- _INPUT_
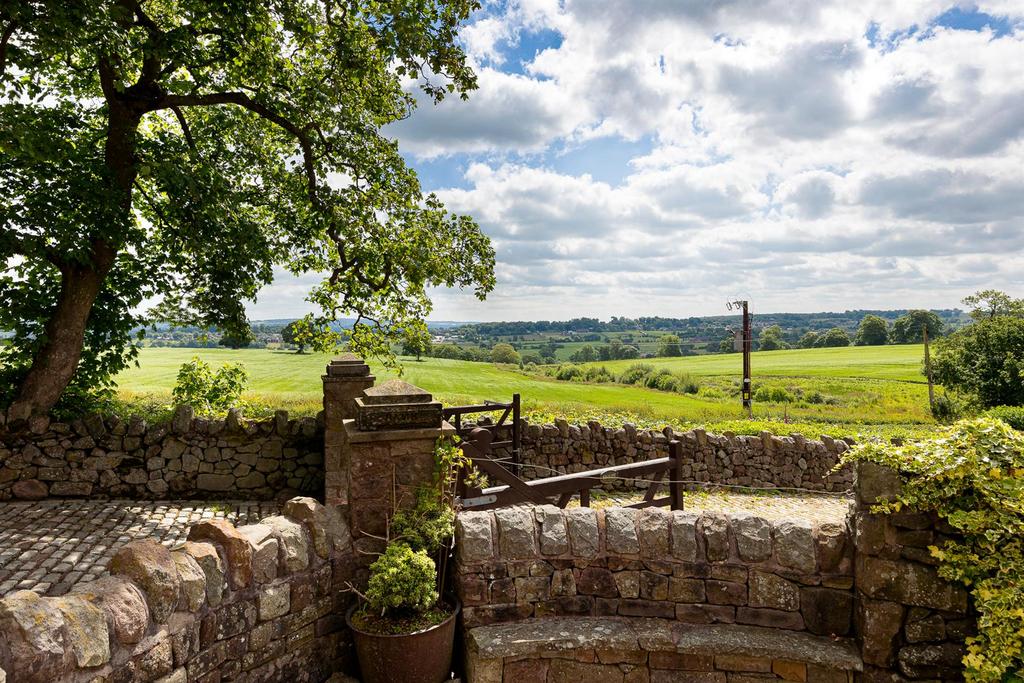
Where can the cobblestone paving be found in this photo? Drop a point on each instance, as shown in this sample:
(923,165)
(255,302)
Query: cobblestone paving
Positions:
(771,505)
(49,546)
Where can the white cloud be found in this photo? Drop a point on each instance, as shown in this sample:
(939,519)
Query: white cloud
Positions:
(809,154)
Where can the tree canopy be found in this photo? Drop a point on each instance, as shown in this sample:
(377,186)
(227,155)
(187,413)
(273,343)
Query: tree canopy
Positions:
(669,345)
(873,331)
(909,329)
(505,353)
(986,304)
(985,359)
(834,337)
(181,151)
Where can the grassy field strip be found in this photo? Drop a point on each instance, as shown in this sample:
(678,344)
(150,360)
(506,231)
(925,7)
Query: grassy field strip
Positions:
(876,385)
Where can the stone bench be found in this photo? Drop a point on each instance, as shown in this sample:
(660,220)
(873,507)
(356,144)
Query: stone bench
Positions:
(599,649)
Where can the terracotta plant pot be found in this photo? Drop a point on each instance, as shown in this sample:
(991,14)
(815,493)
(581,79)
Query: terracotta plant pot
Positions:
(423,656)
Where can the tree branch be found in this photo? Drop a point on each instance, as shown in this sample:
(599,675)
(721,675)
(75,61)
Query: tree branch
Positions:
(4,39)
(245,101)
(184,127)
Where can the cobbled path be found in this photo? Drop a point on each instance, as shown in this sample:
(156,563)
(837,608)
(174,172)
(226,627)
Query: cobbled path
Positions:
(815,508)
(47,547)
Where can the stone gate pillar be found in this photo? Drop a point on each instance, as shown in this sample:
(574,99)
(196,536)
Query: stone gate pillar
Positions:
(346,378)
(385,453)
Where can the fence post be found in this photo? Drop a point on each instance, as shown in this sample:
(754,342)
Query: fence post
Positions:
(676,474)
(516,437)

...

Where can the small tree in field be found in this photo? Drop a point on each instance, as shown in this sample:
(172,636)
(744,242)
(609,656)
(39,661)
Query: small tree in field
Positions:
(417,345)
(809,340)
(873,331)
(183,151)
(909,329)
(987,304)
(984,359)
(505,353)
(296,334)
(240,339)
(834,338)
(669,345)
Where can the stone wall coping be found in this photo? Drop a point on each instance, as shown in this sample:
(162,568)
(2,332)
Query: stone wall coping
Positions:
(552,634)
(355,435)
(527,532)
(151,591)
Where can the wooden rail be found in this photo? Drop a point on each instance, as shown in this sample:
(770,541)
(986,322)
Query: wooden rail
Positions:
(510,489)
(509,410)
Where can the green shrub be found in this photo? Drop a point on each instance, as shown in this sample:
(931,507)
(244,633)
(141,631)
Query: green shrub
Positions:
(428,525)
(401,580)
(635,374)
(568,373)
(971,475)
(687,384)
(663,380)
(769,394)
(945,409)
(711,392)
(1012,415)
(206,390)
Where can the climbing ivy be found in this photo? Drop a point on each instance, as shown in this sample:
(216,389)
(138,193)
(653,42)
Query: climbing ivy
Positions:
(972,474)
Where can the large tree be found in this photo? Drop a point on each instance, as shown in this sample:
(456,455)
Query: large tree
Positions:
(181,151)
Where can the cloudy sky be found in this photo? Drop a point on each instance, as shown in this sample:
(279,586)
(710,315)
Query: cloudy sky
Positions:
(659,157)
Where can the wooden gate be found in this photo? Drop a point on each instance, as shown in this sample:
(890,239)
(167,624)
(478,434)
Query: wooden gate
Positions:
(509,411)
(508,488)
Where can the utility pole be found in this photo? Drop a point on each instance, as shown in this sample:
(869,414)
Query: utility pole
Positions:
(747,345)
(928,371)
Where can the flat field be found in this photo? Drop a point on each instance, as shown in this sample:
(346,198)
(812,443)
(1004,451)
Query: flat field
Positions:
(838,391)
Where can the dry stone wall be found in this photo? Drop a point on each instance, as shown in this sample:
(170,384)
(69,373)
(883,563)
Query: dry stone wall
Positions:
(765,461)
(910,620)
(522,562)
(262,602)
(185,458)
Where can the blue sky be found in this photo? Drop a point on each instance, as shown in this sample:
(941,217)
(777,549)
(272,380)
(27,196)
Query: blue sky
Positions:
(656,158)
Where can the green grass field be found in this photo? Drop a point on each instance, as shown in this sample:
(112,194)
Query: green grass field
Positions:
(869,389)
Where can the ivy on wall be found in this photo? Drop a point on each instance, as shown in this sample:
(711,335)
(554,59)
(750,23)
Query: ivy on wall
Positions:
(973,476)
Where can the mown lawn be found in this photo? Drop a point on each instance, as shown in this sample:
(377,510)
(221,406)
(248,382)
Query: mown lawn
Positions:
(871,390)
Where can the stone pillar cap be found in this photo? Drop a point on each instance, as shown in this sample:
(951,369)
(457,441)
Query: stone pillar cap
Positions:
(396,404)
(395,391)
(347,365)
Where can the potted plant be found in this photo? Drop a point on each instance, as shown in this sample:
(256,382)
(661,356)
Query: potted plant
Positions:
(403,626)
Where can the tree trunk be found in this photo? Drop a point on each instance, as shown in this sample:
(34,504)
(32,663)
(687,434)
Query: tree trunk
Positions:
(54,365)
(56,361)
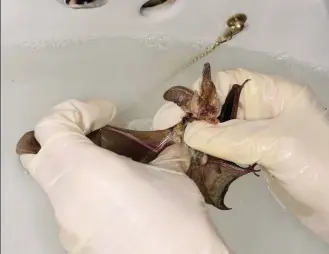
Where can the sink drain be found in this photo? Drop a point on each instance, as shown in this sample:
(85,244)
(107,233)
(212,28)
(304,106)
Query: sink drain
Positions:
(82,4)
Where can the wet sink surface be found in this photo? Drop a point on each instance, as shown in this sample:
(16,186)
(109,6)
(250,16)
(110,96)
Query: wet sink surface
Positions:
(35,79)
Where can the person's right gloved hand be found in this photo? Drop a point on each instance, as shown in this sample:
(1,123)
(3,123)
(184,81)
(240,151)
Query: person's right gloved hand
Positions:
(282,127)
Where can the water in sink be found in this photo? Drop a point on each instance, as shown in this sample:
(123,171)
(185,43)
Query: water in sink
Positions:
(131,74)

* * *

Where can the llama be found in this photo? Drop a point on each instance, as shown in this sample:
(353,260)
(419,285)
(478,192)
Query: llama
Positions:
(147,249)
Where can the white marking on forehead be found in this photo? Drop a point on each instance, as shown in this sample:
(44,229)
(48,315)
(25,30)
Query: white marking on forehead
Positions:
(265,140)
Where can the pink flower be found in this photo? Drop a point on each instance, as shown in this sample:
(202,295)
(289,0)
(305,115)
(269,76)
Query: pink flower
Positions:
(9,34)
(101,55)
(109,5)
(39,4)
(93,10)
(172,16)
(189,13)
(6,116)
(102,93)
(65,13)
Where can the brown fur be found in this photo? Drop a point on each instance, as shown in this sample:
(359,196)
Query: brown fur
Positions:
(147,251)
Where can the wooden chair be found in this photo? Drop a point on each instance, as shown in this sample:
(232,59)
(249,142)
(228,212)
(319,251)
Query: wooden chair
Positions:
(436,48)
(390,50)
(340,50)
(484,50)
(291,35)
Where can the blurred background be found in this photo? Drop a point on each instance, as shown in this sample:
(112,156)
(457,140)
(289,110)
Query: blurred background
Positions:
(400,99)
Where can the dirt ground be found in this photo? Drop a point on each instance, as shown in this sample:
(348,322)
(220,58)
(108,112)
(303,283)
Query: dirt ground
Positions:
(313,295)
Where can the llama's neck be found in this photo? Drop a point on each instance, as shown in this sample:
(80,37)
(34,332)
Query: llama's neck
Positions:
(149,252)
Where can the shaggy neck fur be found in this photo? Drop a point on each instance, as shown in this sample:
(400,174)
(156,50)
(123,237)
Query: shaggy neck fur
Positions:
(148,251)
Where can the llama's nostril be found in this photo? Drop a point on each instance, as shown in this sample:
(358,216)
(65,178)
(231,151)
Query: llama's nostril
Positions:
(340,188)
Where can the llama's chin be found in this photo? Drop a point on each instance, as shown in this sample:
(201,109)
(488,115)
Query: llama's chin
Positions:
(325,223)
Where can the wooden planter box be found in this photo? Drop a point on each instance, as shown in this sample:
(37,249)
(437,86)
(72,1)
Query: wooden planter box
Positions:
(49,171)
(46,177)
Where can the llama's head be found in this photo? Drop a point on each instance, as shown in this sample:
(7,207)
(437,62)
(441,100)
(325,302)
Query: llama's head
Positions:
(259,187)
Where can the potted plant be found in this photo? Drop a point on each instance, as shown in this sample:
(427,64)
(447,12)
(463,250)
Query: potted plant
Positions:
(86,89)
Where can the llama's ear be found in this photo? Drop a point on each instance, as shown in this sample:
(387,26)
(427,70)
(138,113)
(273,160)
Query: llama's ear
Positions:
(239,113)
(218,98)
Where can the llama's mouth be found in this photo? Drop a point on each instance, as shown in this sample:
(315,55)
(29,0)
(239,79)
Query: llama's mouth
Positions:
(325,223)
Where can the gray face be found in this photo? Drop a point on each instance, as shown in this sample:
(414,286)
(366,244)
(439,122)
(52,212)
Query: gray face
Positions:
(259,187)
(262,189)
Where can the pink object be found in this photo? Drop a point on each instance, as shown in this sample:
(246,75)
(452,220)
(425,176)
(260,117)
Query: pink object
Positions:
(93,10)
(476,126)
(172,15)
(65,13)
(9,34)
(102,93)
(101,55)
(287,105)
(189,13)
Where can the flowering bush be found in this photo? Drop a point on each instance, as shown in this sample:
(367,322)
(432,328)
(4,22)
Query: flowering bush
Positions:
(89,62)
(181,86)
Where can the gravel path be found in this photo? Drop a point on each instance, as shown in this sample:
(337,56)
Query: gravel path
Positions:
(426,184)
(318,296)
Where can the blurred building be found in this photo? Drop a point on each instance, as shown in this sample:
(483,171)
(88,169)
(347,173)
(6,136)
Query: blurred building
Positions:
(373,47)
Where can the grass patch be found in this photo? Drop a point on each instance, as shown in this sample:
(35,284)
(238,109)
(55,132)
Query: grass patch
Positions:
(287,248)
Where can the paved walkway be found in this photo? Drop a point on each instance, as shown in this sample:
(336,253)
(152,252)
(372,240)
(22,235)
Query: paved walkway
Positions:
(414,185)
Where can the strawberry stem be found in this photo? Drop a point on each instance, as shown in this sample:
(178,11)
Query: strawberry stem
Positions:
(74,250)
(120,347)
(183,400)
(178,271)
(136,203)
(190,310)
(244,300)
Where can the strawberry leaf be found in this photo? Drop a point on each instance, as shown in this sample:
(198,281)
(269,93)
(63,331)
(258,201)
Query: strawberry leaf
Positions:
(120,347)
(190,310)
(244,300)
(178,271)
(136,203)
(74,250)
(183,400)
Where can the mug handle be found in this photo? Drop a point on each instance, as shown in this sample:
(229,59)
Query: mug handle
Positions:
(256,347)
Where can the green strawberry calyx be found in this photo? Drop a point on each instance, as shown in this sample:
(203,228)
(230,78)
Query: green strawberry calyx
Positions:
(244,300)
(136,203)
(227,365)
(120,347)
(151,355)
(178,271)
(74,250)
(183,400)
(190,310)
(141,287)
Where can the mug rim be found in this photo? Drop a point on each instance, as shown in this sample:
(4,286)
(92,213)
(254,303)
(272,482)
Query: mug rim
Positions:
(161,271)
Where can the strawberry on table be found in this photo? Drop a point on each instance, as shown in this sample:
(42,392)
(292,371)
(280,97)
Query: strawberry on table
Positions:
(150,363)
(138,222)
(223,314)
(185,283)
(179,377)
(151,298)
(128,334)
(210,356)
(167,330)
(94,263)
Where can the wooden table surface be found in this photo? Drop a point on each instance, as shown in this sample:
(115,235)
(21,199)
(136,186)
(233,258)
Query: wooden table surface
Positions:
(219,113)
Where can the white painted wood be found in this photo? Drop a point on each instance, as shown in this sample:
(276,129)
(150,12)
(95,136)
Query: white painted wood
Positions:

- _WRITTEN PROBLEM_
Extract every line in the records above that contains the string "water".

- _FINAL RESULT_
Where can the water in sink be found in this photo? Drop a point on each instance, as shown in this sample:
Query: water in sink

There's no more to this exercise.